▸ **Text excerpt**
---

Monday, September 12, 2011

Economist: 46 out of 50 US States are Insolvent

During a presentation today at the Adam Smith Institute, economist Kevin Dowd,  a visiting professor at the Pensions Institute, Cass Business School in London, told his audience:
Fiat money is entering its death spiral...

Banks use crooked accounting methods to hide losses and enrich employees with bonuses. It's another form of looting...

At least 46 out of 50 US states are insolvent.
What's behind Dowd's thinking? He wrote this last December:

Sooner rather than later, it will dawn on investors that Treasuries are over-valued and confidence in the Treasuries market will crack: one possibility is that rising inflation expectations or higher deficits will then push up market interest rates, causing bond prices to falter and then fall; an even more imminent prospect is that some combination of the Fed’s quantitative easing and yawning Federal budget and U.S. balance of payments deficits will cause a further decline in the dollar that makes foreign holders of Treasury bonds lose confidence in their investments. In either case, there is then likely to be a rush to the exits – a flight from Treasuries on a massive scale – forcing up interest rates in general and inflicting heavy losses on bondholders, especially on those holding long-term bonds.

• The collapse of the Treasuries market will cause the banks’ previously profitable ‘gapping’ adventure to unravel with a vengeance: the very positions that yielded them such easy returns will now suffer swingeing capital losses. Confidence in the banks – never strong since the onset of the crisis – will collapse (again) and we will enter a new (and severe) banking crisis.

• The bursting of the Treasuries and financials bubbles will then feed through to the junk bond bubble: the collapse in the Treasuries market and the renewed banking crisis will lead to sharp falls in the values of corporate bonds and sharp rises in credit spreads. Highly leveraged firms will then default in droves, the junk bond market will collapse and LBO activity will dry up.

We also have to consider the nontrivial knock-on effects: the Treasuries collapse will trigger an immediate financing crisis for governments at all levels, and especially for the federal government, and one which will likely involve the downgrading of its AAA credit rating, and so further intensify the government’s by-then already chronic financing problems. Nor should we forget that these financial tsunamis are likely to overwhelm the Federal Reserve itself: the Fed has a highly leveraged balance sheet that would do any aggressive hedge fund proud; it too will therefore suffer horrendous losses and is likely to become insolvent. The events of the last three years will then look like a picnic.

---

▸ **Point-based annotation data**
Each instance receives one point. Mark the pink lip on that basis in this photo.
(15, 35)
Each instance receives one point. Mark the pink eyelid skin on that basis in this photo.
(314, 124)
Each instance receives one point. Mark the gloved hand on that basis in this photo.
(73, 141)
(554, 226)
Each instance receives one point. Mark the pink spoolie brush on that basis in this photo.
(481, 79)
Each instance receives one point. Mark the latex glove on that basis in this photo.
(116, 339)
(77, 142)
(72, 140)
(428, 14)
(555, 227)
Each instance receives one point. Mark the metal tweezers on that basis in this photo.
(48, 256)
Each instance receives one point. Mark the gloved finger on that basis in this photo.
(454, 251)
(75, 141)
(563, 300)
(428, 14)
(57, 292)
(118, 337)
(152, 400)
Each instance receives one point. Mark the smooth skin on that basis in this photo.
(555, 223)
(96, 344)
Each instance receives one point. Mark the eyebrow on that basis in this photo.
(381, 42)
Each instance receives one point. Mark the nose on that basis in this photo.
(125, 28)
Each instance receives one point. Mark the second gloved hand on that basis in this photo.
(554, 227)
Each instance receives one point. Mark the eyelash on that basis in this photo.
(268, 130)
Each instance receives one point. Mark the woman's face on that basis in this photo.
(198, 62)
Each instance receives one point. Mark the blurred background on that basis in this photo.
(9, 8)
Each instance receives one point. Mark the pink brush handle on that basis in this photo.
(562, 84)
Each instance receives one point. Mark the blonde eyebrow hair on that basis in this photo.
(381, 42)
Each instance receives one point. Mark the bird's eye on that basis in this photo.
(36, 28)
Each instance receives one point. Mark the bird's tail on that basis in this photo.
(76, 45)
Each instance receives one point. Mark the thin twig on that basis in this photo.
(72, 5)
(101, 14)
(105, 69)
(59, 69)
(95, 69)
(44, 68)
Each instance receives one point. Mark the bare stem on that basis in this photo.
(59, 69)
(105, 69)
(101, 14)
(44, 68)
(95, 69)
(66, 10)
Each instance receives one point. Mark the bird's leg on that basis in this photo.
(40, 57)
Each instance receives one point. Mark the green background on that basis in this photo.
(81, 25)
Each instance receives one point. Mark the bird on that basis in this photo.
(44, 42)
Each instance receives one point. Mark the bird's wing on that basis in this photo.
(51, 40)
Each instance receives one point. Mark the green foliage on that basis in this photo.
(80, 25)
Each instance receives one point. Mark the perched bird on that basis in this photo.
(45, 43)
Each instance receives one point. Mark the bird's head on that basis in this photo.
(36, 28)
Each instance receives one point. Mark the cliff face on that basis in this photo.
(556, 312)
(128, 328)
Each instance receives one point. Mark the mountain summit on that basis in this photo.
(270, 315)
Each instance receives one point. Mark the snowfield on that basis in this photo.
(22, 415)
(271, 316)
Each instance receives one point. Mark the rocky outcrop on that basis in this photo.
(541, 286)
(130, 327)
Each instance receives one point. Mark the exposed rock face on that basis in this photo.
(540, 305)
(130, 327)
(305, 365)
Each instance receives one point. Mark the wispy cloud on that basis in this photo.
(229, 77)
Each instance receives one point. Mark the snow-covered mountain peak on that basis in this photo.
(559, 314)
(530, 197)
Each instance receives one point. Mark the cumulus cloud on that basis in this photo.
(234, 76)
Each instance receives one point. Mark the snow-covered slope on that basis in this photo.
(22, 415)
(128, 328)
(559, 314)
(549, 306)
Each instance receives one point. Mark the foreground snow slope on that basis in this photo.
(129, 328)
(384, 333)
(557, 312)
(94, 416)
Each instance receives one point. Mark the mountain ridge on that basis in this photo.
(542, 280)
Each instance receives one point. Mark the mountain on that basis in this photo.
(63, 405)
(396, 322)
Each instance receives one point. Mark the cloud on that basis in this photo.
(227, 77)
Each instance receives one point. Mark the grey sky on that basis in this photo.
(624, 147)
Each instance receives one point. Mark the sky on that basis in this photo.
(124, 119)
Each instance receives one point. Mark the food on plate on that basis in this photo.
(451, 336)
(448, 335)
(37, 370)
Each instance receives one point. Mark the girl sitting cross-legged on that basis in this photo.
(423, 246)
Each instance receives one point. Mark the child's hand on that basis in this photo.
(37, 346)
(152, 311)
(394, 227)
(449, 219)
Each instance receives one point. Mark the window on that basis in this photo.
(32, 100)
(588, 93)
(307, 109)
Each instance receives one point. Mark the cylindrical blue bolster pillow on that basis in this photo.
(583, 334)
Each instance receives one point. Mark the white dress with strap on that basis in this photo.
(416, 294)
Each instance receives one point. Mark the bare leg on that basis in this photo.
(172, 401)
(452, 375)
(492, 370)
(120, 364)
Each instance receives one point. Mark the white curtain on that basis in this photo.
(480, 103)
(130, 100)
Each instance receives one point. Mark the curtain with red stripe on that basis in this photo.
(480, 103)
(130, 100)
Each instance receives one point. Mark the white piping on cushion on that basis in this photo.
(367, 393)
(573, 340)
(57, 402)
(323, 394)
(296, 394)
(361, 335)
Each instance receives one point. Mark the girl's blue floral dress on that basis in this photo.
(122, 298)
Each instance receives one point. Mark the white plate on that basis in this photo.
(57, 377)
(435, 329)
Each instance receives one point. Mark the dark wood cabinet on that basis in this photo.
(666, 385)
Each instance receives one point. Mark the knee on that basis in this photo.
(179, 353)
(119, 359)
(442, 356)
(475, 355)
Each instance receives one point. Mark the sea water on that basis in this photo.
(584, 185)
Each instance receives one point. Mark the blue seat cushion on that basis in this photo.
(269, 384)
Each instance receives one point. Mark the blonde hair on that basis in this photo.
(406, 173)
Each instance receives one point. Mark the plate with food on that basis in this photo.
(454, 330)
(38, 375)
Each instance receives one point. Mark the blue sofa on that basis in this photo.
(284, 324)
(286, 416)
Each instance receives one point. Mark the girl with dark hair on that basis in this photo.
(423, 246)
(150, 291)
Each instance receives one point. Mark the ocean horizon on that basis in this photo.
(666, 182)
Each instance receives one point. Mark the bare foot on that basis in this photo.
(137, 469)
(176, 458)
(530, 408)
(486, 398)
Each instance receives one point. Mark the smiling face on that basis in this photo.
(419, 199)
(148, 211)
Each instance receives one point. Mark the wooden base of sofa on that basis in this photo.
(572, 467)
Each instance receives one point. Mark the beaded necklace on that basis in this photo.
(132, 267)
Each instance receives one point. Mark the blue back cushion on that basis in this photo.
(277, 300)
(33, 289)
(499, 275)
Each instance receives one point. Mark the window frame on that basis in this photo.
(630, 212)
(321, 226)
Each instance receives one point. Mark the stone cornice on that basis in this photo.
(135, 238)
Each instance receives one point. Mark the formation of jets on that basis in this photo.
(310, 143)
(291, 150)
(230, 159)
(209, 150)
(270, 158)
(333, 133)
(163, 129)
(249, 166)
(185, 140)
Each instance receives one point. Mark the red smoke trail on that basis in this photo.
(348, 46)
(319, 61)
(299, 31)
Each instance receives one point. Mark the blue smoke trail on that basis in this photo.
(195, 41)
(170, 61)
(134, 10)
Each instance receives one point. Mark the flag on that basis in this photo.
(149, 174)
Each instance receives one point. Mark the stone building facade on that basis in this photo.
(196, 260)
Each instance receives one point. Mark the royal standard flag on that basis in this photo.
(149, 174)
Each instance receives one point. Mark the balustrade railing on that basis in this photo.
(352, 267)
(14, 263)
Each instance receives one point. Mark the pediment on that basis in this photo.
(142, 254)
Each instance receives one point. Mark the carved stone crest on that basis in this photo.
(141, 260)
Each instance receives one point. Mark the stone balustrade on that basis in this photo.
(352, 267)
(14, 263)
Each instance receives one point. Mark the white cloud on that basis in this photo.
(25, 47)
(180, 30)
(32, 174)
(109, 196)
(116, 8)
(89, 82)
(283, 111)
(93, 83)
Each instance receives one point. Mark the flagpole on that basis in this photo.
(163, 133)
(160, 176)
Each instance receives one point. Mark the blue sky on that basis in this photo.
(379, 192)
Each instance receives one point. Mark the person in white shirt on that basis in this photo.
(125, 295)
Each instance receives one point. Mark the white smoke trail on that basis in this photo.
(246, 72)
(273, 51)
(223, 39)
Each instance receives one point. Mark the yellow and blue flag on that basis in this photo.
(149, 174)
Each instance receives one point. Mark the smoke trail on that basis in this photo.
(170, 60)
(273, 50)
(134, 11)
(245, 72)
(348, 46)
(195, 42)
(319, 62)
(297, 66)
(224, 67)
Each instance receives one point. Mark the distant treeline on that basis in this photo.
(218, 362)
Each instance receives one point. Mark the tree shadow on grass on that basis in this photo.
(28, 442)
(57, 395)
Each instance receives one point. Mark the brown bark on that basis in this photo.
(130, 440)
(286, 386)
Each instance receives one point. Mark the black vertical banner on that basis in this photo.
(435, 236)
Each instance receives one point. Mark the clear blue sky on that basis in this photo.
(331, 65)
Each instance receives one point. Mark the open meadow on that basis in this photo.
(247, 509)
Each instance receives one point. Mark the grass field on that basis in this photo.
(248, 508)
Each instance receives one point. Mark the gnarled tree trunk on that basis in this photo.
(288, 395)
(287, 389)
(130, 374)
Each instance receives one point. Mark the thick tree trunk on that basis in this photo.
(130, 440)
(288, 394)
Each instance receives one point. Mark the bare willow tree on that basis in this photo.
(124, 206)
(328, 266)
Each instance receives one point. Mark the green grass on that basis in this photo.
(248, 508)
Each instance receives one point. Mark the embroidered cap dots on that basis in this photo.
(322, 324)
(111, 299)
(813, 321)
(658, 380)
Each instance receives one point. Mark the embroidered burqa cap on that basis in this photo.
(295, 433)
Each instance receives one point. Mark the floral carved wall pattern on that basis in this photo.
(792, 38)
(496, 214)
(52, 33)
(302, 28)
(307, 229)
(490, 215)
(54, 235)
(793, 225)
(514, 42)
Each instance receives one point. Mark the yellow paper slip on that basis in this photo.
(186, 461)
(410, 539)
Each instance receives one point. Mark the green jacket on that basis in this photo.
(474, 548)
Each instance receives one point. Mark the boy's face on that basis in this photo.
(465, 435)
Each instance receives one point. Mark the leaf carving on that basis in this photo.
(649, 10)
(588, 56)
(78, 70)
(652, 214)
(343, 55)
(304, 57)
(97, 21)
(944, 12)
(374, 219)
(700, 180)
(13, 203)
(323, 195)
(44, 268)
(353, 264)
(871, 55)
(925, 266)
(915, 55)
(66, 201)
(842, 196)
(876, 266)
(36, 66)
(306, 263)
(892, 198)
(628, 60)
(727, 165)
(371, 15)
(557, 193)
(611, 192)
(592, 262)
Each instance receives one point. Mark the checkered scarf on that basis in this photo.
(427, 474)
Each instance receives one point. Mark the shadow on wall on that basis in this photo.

---

▸ **Given exercise 1**
In the text on Kevin Dowd's warnings, why is the Federal Reserve described as likely to become insolvent? Answer in one to three sentences.
▸ **Given exercise 2**
Select every line of the entries that contains the string "sofa". Case counts.

▸ **Exercise answer 1**
The text says the financial tsunamis set off by a collapse of the Treasuries market are likely to overwhelm the Fed, because it has a highly leveraged balance sheet. It will therefore suffer horrendous losses and is likely to become insolvent.

▸ **Exercise answer 2**
Each instance receives one point. Mark the blue sofa on that basis in this photo.
Each instance receives one point. Mark the wooden base of sofa on that basis in this photo.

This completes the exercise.